DATA FOR THIS TASK:

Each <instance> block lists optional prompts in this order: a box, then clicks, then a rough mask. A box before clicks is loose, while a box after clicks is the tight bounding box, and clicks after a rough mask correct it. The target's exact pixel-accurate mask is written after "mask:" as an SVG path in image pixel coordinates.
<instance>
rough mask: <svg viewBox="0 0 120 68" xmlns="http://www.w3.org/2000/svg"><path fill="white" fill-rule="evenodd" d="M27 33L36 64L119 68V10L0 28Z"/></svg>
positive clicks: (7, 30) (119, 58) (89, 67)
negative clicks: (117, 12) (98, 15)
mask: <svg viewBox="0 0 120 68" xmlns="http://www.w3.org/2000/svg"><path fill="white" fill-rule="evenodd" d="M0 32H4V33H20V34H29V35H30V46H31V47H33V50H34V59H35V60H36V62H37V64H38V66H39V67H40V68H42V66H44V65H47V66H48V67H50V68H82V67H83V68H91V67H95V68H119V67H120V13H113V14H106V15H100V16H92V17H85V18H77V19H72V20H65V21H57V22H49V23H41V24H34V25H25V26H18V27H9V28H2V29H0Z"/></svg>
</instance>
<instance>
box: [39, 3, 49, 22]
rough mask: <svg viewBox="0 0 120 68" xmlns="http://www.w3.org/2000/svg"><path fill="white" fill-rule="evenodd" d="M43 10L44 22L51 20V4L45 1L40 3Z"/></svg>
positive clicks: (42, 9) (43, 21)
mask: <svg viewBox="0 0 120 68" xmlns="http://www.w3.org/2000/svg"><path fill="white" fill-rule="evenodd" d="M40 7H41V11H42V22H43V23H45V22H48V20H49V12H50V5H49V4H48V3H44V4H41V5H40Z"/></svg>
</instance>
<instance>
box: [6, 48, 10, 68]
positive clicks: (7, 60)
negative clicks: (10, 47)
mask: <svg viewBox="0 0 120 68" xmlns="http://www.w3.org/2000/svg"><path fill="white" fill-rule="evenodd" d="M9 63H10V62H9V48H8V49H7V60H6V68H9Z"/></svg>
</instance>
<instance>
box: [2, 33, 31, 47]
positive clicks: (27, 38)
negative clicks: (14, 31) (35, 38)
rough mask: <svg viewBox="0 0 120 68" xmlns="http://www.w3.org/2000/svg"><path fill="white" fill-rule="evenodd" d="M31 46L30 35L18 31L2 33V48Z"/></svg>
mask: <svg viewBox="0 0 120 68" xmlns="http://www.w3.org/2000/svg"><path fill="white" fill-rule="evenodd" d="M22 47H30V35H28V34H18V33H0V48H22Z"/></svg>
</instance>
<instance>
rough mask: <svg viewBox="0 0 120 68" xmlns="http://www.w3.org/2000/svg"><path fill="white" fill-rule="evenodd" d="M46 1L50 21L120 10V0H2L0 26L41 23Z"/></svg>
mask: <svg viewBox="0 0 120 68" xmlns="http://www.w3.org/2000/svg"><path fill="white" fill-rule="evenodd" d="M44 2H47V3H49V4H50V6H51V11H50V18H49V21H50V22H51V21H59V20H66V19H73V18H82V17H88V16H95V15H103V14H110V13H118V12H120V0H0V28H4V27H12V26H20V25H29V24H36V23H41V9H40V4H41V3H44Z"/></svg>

WORK REQUIRED: All lines from the one with "10L44 22L51 20V4L45" onward to the end of the records above should be repeated exactly, and only those lines.

YOUR SOLUTION:
rough mask: <svg viewBox="0 0 120 68" xmlns="http://www.w3.org/2000/svg"><path fill="white" fill-rule="evenodd" d="M43 10L44 22L51 20V4L45 1L40 3Z"/></svg>
positive clicks: (42, 9) (43, 21)
mask: <svg viewBox="0 0 120 68" xmlns="http://www.w3.org/2000/svg"><path fill="white" fill-rule="evenodd" d="M40 7H41V11H42V22H43V23H45V22H48V20H49V12H50V5H49V4H48V3H44V4H41V5H40Z"/></svg>
</instance>
<instance>
box: [6, 48, 10, 68]
positive clicks: (7, 60)
negative clicks: (10, 47)
mask: <svg viewBox="0 0 120 68" xmlns="http://www.w3.org/2000/svg"><path fill="white" fill-rule="evenodd" d="M9 63H10V62H9V48H8V49H7V60H6V68H9Z"/></svg>
</instance>
<instance>
box: [2, 33, 31, 47]
positive clicks: (27, 38)
negative clicks: (14, 31) (35, 38)
rough mask: <svg viewBox="0 0 120 68" xmlns="http://www.w3.org/2000/svg"><path fill="white" fill-rule="evenodd" d="M31 46L30 35L18 31L2 33V48Z"/></svg>
mask: <svg viewBox="0 0 120 68" xmlns="http://www.w3.org/2000/svg"><path fill="white" fill-rule="evenodd" d="M22 47H30V35H28V34H18V33H0V48H22Z"/></svg>
</instance>
<instance>
rough mask: <svg viewBox="0 0 120 68" xmlns="http://www.w3.org/2000/svg"><path fill="white" fill-rule="evenodd" d="M46 1L50 21L120 10V0H2L0 26L41 23Z"/></svg>
mask: <svg viewBox="0 0 120 68" xmlns="http://www.w3.org/2000/svg"><path fill="white" fill-rule="evenodd" d="M44 2H47V3H49V4H50V6H51V11H50V18H49V21H50V22H51V21H59V20H66V19H73V18H82V17H88V16H95V15H103V14H110V13H118V12H120V0H0V28H4V27H12V26H20V25H29V24H36V23H41V9H40V4H41V3H44Z"/></svg>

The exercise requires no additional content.